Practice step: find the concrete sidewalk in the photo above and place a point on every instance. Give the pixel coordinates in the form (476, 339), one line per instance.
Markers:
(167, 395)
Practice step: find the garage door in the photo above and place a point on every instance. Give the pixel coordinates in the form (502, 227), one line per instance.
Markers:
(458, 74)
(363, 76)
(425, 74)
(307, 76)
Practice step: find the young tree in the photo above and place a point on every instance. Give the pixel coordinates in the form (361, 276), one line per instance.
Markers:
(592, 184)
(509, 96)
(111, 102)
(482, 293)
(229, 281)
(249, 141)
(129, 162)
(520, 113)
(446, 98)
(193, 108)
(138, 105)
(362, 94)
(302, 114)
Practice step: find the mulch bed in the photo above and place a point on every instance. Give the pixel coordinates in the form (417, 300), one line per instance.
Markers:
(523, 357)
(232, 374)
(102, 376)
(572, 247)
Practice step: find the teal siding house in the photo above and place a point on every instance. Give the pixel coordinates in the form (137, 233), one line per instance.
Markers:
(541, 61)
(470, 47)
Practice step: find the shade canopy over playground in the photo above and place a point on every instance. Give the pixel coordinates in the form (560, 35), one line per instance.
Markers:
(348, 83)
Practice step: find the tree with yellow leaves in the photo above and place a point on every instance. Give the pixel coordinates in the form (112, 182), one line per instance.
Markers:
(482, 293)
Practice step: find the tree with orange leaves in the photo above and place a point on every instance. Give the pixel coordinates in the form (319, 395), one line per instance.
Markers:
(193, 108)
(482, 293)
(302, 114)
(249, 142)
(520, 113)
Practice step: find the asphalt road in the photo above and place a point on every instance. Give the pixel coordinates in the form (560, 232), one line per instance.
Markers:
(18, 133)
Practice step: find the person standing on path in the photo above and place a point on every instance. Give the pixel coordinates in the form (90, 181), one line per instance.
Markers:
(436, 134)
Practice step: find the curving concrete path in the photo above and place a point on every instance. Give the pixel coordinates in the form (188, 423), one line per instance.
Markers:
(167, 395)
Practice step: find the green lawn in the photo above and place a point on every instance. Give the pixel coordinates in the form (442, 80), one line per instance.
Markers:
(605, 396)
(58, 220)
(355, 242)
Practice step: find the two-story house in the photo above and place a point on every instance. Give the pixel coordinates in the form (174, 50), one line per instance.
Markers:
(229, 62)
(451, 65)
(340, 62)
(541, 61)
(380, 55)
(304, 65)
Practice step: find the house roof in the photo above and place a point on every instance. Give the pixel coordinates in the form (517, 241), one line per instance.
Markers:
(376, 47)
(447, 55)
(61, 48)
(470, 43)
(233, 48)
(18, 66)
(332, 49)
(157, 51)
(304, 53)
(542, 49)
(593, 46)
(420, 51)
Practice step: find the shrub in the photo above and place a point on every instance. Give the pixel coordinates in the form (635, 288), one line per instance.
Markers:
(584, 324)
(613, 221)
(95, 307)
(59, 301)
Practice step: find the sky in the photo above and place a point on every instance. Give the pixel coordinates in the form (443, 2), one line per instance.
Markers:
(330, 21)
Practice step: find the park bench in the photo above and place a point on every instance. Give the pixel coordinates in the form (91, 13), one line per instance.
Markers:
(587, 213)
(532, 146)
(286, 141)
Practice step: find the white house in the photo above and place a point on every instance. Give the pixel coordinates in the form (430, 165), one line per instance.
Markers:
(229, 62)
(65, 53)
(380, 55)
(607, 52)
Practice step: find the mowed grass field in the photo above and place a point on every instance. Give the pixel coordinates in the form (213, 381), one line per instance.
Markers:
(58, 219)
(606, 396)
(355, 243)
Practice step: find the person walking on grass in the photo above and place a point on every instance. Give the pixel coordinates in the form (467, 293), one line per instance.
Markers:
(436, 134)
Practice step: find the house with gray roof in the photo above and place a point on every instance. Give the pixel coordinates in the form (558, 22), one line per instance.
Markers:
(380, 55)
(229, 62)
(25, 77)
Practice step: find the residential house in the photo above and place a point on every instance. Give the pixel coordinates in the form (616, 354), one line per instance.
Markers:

» EXERCISE DIRECTIONS
Spot every line in the entries that includes the word "leaves", and copy each one out.

» ANSWER TO THE EXERCISE
Practice step: find the tree with yellow leaves in the photo above and place a point on every instance. Give the pixel coordinates in the form (112, 182), one line per instance.
Practice step: find the tree with orange leaves in the photo above and place a point on every instance. Give the pixel coordinates in the form (319, 395), one line per instance.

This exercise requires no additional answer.